::: Material for this task
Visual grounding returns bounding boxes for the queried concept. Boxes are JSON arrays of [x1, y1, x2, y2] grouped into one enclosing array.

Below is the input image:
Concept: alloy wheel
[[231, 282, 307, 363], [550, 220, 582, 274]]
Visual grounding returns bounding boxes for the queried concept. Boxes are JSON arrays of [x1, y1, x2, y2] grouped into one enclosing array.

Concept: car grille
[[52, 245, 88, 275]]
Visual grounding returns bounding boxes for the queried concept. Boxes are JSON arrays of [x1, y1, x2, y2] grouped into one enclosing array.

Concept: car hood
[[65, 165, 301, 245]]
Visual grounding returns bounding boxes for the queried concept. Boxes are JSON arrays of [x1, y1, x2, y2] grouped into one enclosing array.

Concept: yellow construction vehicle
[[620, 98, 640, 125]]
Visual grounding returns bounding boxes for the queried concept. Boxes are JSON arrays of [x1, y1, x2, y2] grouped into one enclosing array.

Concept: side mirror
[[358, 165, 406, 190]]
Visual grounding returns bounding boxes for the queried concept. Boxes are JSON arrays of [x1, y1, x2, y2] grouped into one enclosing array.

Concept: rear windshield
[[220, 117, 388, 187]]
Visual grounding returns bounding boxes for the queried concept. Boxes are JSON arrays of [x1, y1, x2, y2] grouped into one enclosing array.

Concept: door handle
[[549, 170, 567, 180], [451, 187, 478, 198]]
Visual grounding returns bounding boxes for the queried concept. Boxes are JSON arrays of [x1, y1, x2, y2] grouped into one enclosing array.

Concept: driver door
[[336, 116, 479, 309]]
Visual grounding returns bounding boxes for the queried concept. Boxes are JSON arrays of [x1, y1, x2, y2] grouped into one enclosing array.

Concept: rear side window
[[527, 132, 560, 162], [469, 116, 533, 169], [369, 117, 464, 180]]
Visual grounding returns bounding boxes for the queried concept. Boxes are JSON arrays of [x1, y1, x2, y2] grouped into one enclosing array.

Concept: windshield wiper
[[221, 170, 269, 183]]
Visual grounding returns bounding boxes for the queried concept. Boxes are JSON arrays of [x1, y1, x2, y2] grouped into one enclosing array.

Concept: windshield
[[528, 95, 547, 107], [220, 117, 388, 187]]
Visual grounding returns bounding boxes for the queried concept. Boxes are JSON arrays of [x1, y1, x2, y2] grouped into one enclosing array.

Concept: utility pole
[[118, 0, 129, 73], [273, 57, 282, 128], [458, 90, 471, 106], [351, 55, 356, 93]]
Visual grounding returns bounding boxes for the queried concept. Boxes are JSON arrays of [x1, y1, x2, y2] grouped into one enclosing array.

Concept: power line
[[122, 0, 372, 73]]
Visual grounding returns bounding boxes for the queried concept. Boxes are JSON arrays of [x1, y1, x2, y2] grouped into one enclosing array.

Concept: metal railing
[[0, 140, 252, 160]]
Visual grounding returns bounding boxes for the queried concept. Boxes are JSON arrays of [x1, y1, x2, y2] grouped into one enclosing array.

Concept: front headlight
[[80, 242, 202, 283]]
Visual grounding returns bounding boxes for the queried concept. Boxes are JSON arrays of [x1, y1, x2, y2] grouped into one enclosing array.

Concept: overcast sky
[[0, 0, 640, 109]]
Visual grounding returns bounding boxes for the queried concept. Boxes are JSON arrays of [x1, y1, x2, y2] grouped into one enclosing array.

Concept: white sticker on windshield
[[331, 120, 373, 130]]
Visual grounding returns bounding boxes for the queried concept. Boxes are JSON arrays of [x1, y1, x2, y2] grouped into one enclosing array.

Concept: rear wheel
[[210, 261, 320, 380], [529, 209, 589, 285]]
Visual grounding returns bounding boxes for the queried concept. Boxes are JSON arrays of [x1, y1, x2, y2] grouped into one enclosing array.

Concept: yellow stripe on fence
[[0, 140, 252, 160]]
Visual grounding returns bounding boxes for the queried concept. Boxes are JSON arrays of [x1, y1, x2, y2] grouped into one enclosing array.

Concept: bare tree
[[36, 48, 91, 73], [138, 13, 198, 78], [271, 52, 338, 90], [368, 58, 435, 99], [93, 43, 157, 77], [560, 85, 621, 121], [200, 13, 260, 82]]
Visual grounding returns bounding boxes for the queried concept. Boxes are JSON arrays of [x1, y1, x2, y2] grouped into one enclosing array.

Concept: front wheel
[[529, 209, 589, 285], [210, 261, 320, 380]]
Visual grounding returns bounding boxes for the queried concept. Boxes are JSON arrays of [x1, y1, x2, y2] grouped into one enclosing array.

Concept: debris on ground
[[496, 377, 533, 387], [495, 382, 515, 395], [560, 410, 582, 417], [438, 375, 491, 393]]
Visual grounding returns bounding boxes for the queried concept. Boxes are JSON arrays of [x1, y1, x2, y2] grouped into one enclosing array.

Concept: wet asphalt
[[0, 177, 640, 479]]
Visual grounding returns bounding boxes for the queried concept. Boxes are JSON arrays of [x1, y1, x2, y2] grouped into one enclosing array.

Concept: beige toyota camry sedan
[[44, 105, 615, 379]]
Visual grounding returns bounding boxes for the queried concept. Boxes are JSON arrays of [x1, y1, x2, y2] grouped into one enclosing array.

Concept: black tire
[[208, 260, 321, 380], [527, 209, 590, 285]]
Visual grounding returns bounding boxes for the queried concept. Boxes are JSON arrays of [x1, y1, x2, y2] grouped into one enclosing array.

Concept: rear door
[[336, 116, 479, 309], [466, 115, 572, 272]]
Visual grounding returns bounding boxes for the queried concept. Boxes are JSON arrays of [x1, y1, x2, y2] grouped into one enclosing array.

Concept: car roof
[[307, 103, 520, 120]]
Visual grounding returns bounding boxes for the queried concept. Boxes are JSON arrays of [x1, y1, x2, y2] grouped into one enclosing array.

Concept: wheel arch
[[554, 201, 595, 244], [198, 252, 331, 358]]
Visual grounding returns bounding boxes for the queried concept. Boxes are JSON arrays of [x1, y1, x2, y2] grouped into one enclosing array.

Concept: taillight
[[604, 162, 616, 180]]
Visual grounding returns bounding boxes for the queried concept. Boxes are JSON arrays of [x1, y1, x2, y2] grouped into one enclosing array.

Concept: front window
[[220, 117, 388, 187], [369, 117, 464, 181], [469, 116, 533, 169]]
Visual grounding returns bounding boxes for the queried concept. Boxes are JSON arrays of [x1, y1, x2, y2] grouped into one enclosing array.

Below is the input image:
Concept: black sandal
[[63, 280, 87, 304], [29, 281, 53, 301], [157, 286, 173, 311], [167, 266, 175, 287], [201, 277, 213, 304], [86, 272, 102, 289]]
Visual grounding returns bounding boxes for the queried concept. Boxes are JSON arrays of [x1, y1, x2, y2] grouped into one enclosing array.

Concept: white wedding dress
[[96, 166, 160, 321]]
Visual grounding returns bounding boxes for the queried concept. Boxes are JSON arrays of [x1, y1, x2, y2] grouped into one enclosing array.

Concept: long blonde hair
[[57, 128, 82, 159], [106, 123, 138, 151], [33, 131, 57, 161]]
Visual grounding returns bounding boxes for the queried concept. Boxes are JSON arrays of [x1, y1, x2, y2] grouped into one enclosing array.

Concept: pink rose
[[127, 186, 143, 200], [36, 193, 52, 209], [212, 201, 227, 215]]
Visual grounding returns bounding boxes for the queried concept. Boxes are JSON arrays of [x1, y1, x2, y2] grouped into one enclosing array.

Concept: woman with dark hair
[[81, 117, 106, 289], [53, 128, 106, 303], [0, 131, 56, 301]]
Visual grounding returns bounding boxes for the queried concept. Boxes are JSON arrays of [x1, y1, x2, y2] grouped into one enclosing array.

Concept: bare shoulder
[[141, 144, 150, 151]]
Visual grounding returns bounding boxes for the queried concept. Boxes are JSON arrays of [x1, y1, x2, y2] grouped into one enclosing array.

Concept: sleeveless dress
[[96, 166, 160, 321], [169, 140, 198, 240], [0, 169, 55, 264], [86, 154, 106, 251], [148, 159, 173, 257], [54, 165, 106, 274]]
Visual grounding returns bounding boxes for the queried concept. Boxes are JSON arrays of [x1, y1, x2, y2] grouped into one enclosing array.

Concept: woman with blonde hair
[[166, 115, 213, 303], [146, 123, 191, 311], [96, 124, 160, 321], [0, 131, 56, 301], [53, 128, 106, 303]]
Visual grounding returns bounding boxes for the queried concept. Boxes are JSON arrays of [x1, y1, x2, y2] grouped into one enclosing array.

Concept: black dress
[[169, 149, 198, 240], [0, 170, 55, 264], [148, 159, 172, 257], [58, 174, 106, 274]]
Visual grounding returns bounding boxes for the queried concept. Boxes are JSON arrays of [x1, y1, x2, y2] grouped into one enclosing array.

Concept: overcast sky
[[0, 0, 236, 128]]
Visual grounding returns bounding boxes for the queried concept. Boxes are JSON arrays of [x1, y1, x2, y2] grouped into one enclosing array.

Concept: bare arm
::::::
## Work to complete
Replace "enclosing array" with "outer array" in the listing from its first line through the line holding "[[65, 165, 301, 245]]", inclusive, and give back only those lines with nothing else changed.

## Task solution
Visual grounding returns bounding boxes for the queried concept. Boxes are JSON arrays of [x1, y1, x2, y2] grouped into one outer array.

Below is the input image:
Concept: alloy wheel
[[231, 282, 307, 363], [550, 220, 582, 274]]
Visual grounding returns bounding boxes for the queried concept. Boxes are JSON arrays of [x1, y1, x2, y2] grouped into one outer array.

Concept: car grille
[[52, 245, 88, 275]]
Visual grounding returns bounding boxes for the queried concept. Boxes are JSON arrays of [x1, y1, x2, y2] grouped into one outer array.

Concept: car hood
[[65, 165, 301, 245]]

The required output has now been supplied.